▸ PROMPT:
Update the part of the listing starting at the line that contains "Annotate high heel" and ending at the line that contains "3,2,997,372" by replacing "bounding boxes" with "rectangles" and leaving everything else unchanged. Return only those lines.

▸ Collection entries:
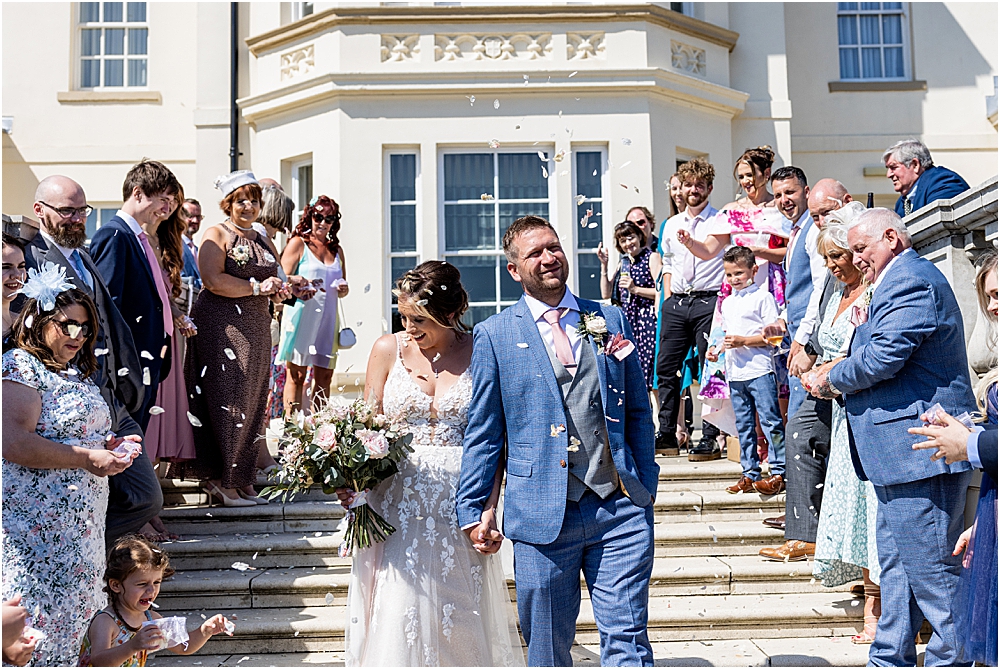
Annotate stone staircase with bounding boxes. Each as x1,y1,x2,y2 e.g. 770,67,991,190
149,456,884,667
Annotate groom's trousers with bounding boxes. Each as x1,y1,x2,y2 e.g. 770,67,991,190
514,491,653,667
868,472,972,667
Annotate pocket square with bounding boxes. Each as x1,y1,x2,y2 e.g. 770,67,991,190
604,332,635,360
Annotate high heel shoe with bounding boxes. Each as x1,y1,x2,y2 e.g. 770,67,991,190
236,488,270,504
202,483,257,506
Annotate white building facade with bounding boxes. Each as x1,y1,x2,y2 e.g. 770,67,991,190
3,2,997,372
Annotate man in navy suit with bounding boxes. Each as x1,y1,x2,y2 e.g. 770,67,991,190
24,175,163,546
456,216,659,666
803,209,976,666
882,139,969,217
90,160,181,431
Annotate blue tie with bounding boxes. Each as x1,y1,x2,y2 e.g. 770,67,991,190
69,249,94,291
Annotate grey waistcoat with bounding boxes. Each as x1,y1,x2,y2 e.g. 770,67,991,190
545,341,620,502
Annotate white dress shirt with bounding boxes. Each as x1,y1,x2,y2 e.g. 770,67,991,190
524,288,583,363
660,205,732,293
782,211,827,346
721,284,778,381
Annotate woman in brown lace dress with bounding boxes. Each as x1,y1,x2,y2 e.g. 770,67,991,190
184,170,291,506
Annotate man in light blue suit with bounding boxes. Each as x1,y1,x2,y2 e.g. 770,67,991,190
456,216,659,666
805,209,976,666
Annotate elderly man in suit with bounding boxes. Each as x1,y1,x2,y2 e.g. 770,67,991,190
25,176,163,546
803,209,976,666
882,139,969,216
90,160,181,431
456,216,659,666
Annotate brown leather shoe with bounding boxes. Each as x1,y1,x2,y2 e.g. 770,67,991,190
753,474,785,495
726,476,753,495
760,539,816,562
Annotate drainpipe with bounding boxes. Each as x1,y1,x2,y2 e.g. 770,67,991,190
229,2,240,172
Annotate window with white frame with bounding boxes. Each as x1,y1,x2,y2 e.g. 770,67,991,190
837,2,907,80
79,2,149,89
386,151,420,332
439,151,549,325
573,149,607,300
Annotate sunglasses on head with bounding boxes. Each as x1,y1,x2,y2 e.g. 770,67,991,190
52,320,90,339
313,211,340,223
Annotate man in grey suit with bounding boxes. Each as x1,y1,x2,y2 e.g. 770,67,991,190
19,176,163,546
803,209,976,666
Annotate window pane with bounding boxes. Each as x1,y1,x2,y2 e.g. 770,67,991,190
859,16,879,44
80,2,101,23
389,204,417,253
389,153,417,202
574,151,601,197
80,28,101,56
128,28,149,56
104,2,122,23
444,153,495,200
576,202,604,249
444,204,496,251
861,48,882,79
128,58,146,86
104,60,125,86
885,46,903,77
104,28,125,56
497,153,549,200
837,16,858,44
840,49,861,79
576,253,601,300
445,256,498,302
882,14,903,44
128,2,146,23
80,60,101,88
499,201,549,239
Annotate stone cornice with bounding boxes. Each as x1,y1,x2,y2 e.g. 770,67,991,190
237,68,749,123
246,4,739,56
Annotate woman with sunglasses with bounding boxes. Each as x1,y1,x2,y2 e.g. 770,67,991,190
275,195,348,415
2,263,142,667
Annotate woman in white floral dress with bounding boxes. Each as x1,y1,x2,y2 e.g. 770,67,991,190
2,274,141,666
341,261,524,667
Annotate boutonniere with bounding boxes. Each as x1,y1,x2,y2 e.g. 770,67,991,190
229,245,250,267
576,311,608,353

▸ RESPONSE BELOW:
Annotate high heel shoe with rectangles. Each as x1,y1,x2,y2 e.g. 770,67,991,190
236,488,270,504
202,483,257,506
Annotate white building facade with rectangles. Each as x1,y1,x2,y2 e.g. 770,67,991,190
3,2,997,372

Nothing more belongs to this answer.